(Excerpts from point annotation data)
======

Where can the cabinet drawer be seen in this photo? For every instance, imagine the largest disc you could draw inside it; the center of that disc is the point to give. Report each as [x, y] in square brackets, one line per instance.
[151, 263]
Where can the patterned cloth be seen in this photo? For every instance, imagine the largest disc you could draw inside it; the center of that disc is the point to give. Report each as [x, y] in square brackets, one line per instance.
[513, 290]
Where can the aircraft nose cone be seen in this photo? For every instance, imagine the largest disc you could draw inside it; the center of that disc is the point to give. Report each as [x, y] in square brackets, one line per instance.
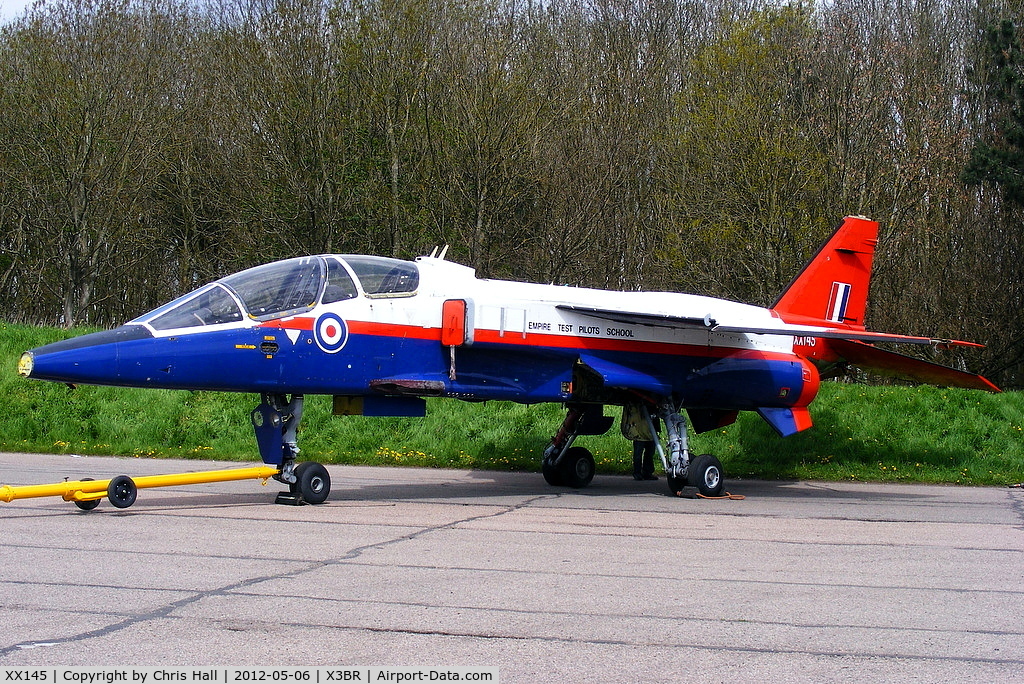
[88, 358]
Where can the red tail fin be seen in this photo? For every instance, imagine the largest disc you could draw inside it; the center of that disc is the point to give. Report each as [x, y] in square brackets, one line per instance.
[833, 287]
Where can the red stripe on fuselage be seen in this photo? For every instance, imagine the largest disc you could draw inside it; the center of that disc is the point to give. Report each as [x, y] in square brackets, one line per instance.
[518, 339]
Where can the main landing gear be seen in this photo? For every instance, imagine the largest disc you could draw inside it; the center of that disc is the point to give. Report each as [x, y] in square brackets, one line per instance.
[702, 472]
[571, 466]
[275, 422]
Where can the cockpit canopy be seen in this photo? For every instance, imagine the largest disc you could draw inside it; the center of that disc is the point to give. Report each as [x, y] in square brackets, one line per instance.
[287, 288]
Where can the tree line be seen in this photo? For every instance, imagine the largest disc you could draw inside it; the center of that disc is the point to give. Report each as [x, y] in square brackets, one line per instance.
[148, 146]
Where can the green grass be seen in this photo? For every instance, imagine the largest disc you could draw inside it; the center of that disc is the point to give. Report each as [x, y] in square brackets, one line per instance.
[906, 434]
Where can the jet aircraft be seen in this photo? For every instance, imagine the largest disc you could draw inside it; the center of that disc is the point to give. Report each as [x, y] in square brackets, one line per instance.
[380, 335]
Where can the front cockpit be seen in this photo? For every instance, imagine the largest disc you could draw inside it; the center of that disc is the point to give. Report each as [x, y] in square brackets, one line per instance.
[286, 288]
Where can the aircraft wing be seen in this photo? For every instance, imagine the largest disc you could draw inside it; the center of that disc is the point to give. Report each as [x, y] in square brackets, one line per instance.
[709, 324]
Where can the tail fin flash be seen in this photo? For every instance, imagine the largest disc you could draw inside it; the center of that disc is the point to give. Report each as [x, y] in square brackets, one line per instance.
[833, 287]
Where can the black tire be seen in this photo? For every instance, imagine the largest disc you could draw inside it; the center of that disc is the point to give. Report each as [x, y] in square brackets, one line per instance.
[312, 482]
[706, 474]
[122, 492]
[552, 475]
[90, 504]
[577, 468]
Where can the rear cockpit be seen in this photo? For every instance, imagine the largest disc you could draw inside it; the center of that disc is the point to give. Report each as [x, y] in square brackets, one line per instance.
[286, 288]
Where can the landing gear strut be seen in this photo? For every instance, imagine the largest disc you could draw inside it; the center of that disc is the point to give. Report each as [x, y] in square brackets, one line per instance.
[275, 422]
[702, 472]
[571, 466]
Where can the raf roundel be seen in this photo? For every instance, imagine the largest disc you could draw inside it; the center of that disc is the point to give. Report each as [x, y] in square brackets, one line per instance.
[331, 333]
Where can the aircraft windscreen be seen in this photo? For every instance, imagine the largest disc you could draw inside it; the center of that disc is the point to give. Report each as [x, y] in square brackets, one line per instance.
[280, 288]
[382, 276]
[208, 306]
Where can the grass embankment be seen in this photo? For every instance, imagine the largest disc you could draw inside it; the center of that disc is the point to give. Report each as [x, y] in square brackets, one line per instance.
[919, 434]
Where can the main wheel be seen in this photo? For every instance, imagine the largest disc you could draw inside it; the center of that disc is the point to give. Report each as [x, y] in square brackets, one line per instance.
[122, 492]
[312, 482]
[578, 468]
[706, 475]
[91, 503]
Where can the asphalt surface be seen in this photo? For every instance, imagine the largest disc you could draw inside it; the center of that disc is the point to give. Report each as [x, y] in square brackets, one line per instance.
[616, 583]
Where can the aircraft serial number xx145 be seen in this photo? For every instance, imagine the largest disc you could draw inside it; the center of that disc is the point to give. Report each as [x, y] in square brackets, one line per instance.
[382, 334]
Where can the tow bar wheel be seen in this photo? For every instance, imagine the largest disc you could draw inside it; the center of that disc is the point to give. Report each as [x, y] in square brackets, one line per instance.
[122, 492]
[312, 482]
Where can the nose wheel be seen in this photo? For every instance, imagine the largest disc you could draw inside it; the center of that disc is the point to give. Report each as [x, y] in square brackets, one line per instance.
[706, 475]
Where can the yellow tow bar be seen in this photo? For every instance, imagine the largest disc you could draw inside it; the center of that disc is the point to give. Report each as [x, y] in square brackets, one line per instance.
[122, 489]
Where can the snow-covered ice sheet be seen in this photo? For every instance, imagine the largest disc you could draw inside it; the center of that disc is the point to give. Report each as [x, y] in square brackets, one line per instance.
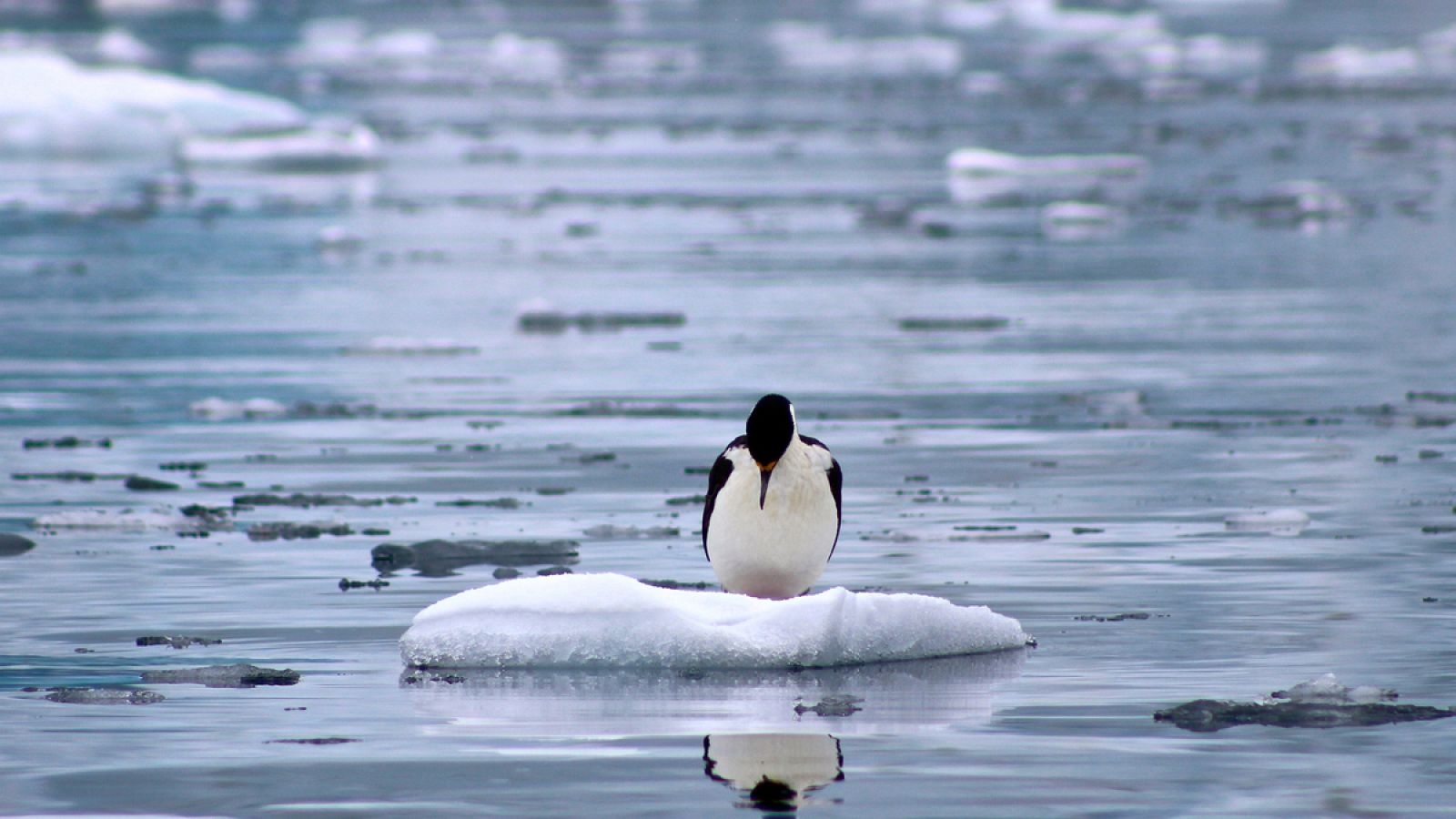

======

[Given instruction]:
Find each line in the data above that contains the word "stripe", matching case exactly. Copy every such line in full.

[Final answer]:
Where can the red stripe on fuselage be seen in this photo? For every instance, imagine the largest disc you could draw inside it; the center of that disc is the point to give. Report each as [x, y] in square brackets, one line per instance.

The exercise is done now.